◆ EXERCISE GOAL: Copy the lines from the line with "orange carrot in the photo above." to the line with "(1101, 294)", replacing "set one marker" with "place a single marker" and leaving everything else unchanged. Give only those lines.

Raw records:
|---|

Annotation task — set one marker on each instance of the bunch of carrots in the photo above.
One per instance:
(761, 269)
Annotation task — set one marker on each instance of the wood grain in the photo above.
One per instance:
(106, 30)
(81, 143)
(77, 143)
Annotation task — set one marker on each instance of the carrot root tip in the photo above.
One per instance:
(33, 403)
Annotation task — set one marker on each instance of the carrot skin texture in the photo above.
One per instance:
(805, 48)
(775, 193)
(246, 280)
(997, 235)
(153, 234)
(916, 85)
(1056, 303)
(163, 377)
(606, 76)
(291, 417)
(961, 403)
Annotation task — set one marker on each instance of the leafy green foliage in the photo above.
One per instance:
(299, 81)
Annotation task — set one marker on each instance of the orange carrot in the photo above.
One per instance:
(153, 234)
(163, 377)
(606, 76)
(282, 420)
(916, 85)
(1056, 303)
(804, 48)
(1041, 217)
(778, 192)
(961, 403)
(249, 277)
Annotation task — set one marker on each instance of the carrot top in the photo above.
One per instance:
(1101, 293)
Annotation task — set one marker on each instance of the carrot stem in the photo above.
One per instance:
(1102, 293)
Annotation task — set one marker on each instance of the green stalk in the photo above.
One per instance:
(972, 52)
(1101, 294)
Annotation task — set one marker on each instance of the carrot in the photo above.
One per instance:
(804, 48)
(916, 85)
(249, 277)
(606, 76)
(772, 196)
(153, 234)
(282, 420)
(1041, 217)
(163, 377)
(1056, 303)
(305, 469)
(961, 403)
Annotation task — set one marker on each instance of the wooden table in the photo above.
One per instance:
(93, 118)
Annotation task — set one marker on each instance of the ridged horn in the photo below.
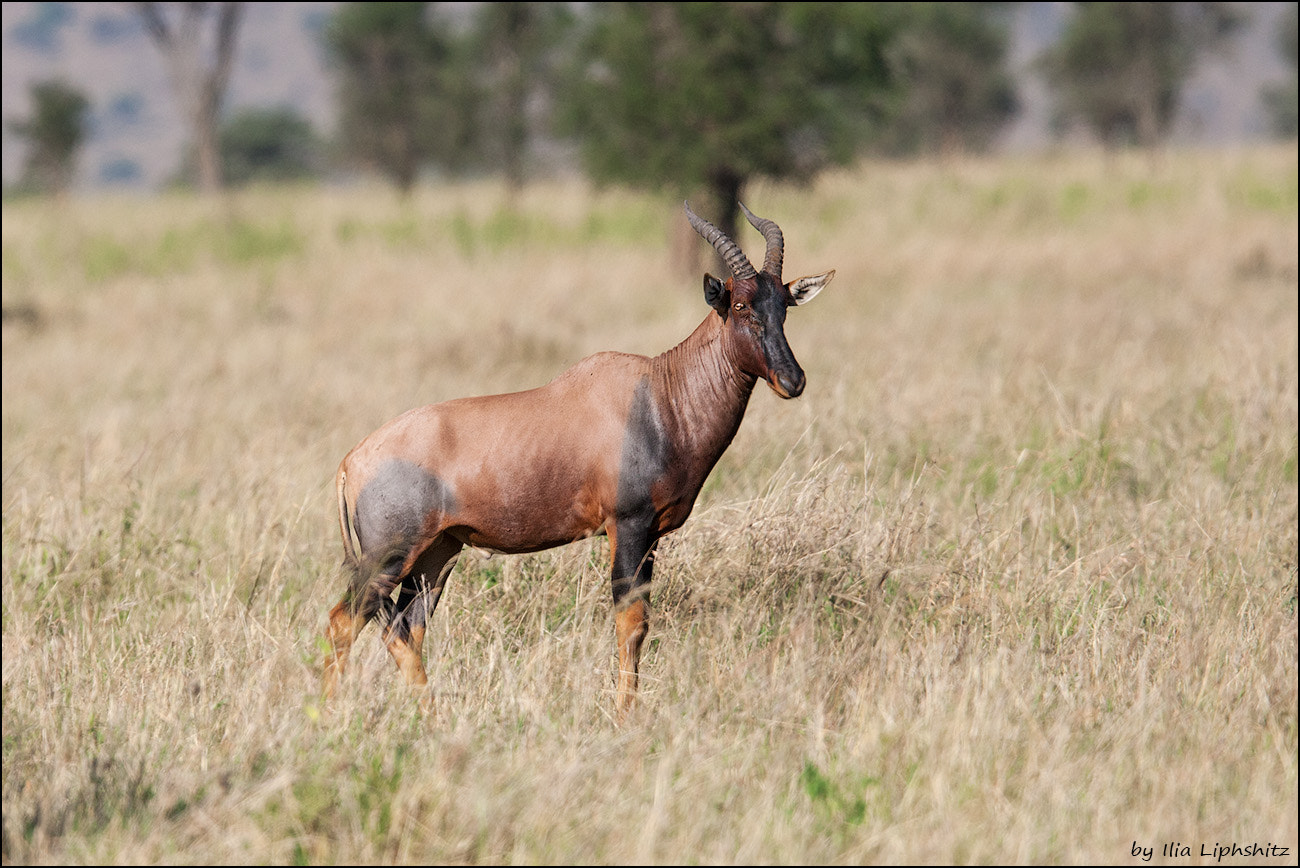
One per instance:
(775, 241)
(726, 247)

|---|

◆ SOLUTION TO THIS PROBLEM:
Annotation task — place a single marker on each instance of the orange carrot in the photo above.
One per instance:
(153, 234)
(163, 377)
(606, 76)
(282, 420)
(916, 85)
(1056, 303)
(804, 48)
(1041, 217)
(778, 192)
(961, 403)
(249, 277)
Annotation task — place a single marker on each instance of the carrot top in the photo above.
One per instance:
(1101, 293)
Annotation task — place a single marker on each instance of the carrot stem in the photo above.
One per instance:
(1102, 293)
Annotation task — place a single marker on each instance of the green stalk in the photo above.
One per instance:
(972, 52)
(1101, 294)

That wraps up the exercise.